===== Entries provided

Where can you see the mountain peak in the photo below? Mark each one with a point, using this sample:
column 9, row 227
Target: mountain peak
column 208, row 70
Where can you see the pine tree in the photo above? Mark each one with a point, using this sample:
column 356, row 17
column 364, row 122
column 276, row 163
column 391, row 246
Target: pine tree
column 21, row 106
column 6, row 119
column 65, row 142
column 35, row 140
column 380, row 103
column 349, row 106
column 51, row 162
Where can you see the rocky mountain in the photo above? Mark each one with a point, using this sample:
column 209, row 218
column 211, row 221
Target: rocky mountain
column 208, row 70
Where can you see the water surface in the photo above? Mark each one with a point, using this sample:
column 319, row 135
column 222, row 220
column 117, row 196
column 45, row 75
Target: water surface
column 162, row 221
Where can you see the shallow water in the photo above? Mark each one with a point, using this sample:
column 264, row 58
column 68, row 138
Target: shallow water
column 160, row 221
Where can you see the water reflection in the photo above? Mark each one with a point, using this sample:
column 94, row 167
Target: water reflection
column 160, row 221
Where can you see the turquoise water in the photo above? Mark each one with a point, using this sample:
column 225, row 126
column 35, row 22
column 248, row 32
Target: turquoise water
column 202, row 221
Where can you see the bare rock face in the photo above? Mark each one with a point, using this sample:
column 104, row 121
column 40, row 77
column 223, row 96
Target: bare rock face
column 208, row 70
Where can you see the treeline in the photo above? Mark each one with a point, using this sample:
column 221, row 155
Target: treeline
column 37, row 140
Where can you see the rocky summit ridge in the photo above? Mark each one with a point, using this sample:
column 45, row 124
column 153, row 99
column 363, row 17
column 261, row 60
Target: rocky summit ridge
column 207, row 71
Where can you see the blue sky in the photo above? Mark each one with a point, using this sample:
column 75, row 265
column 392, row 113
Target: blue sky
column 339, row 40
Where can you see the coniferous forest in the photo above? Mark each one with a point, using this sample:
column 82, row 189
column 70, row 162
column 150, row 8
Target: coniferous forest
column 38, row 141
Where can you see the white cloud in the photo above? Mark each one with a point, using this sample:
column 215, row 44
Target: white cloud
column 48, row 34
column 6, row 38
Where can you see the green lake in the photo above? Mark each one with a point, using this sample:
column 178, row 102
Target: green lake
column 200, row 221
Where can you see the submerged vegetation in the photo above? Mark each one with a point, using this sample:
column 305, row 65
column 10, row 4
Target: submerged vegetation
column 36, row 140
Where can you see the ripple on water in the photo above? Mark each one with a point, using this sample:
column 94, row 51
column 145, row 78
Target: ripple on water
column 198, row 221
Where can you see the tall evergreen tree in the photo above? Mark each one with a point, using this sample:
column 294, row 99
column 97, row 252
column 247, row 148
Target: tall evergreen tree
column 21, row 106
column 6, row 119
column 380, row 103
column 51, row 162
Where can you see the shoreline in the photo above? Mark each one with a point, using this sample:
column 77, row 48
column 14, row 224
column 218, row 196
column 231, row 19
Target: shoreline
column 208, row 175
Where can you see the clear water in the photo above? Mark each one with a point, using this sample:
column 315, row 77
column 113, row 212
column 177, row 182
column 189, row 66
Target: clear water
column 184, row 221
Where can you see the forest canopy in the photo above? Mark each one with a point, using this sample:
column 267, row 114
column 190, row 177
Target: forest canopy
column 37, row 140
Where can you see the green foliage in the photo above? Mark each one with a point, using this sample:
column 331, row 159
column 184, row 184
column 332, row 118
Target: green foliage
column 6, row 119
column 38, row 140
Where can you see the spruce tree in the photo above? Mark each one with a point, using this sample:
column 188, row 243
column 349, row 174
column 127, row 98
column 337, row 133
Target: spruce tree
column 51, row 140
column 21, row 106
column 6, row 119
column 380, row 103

==========

▶ **Written problem**: Arrange every line of the records above into a Markdown table with two columns, Row and Line. Number the rows in order and omit blank lines.

▶ **Solution for this task**:
| Row | Line |
|---|---|
| 1 | Where can you see the mountain peak in the photo below? Mark each one with a point, using this sample: |
| 2 | column 9, row 227 |
| 3 | Target: mountain peak |
| 4 | column 208, row 70 |
| 5 | Where can you see the pine tree in the photo above? Mark each one with a point, using this sample: |
| 6 | column 356, row 17 |
| 7 | column 364, row 122 |
| 8 | column 276, row 163 |
| 9 | column 391, row 246 |
| 10 | Target: pine tree |
| 11 | column 21, row 106 |
| 12 | column 6, row 119 |
| 13 | column 65, row 142 |
| 14 | column 35, row 140 |
| 15 | column 380, row 103 |
| 16 | column 349, row 106 |
| 17 | column 51, row 162 |
| 18 | Where can you see the rocky mountain in the photo above? Mark each one with a point, using this sample: |
| 19 | column 209, row 218 |
| 20 | column 211, row 221 |
| 21 | Target: rocky mountain |
| 22 | column 208, row 70 |
| 23 | Where can you see the water surface in the photo above? Mark each one with a point, using this sample: |
| 24 | column 319, row 135 |
| 25 | column 222, row 220 |
| 26 | column 117, row 196 |
| 27 | column 45, row 75 |
| 28 | Target: water surface |
| 29 | column 162, row 221 |
| 30 | Where can you see the shallow water in the photo above? Mark each one with a point, using this sample: |
| 31 | column 264, row 58 |
| 32 | column 68, row 138 |
| 33 | Target: shallow water |
| 34 | column 160, row 221 |
| 35 | Where can you see the water reflection in the photo above? Mark each one with a point, using this sample: |
| 36 | column 94, row 167 |
| 37 | Target: water reflection |
| 38 | column 160, row 221 |
| 39 | Where can you see the turquoise water in the photo above? Mark each one with a point, using this sample: |
| 40 | column 225, row 126 |
| 41 | column 35, row 22 |
| 42 | column 248, row 32 |
| 43 | Target: turquoise water |
| 44 | column 202, row 221 |
| 45 | Where can you see the bare rock face in the photo above? Mark each one with a point, using this sample: |
| 46 | column 104, row 121 |
| 47 | column 40, row 77 |
| 48 | column 223, row 96 |
| 49 | Target: bare rock face |
| 50 | column 208, row 70 |
| 51 | Where can you see the treeline in the photo above? Mark each one with a point, using this sample: |
| 52 | column 221, row 155 |
| 53 | Target: treeline |
| 54 | column 37, row 140 |
| 55 | Where can you see the rocky summit ridge in the photo above? Mark each one with a point, using this sample: |
| 56 | column 45, row 124 |
| 57 | column 153, row 99 |
| 58 | column 363, row 17 |
| 59 | column 261, row 60 |
| 60 | Target: rocky summit ridge |
| 61 | column 207, row 71 |
| 62 | Where can you see the blue sky in the photo above? Mark each one with a point, using this sample: |
| 63 | column 75, row 265 |
| 64 | column 392, row 113 |
| 65 | Target: blue sky |
| 66 | column 339, row 40 |
| 67 | Where can you see the coniferous forest in the photo above? Mark each one with a point, using this sample: |
| 68 | column 82, row 189 |
| 69 | column 70, row 162 |
| 70 | column 150, row 8 |
| 71 | Target: coniferous forest |
| 72 | column 38, row 141 |
| 73 | Where can you see the white cloud in the photo above? Mark each one with a point, using this sample: |
| 74 | column 215, row 44 |
| 75 | Target: white cloud |
| 76 | column 48, row 34 |
| 77 | column 6, row 38 |
| 78 | Where can you see the green lake in the photo above? Mark each one with a point, using this sample: |
| 79 | column 178, row 102 |
| 80 | Target: green lake |
| 81 | column 200, row 221 |
| 82 | Where can you see the submerged vegetation in the photo above? Mark each one with a point, using this sample: |
| 83 | column 305, row 65 |
| 84 | column 10, row 4 |
| 85 | Target: submerged vegetation |
| 86 | column 36, row 140 |
| 87 | Where can you see the ripple on water in the photo above? Mark each one with a point, using this sample: |
| 88 | column 94, row 51 |
| 89 | column 145, row 78 |
| 90 | Target: ripple on water |
| 91 | column 198, row 221 |
| 92 | Where can you see the tall evergreen tree in the photo above? Mark each one with a point, using this sample: |
| 93 | column 294, row 99 |
| 94 | column 97, row 252 |
| 95 | column 247, row 148 |
| 96 | Target: tall evergreen tree |
| 97 | column 21, row 106 |
| 98 | column 6, row 119 |
| 99 | column 380, row 103 |
| 100 | column 51, row 162 |
| 101 | Where can you see the shoreline in the photo above? Mark each one with a point, using this sample: |
| 102 | column 77, row 48 |
| 103 | column 14, row 224 |
| 104 | column 218, row 196 |
| 105 | column 231, row 19 |
| 106 | Target: shoreline |
| 107 | column 208, row 175 |
| 108 | Where can you see the clear water in the photo above? Mark each one with a point, using this sample: |
| 109 | column 315, row 77 |
| 110 | column 113, row 212 |
| 111 | column 177, row 182 |
| 112 | column 189, row 66 |
| 113 | Target: clear water |
| 114 | column 184, row 221 |
| 115 | Where can you see the forest canopy in the photo above? Mark each one with a point, using this sample: |
| 116 | column 267, row 114 |
| 117 | column 190, row 177 |
| 118 | Target: forest canopy |
| 119 | column 37, row 140 |
| 120 | Where can you see the green foliage in the photo above? Mark each one with a point, using this sample: |
| 121 | column 331, row 159 |
| 122 | column 184, row 184 |
| 123 | column 332, row 118 |
| 124 | Target: green foliage |
| 125 | column 6, row 119 |
| 126 | column 38, row 140 |
| 127 | Where can you see the spruce tree in the photo above? Mark each one with a point, using this sample: |
| 128 | column 188, row 243 |
| 129 | column 349, row 174 |
| 130 | column 127, row 98 |
| 131 | column 337, row 133 |
| 132 | Target: spruce tree |
| 133 | column 51, row 140 |
| 134 | column 21, row 106 |
| 135 | column 6, row 119 |
| 136 | column 380, row 103 |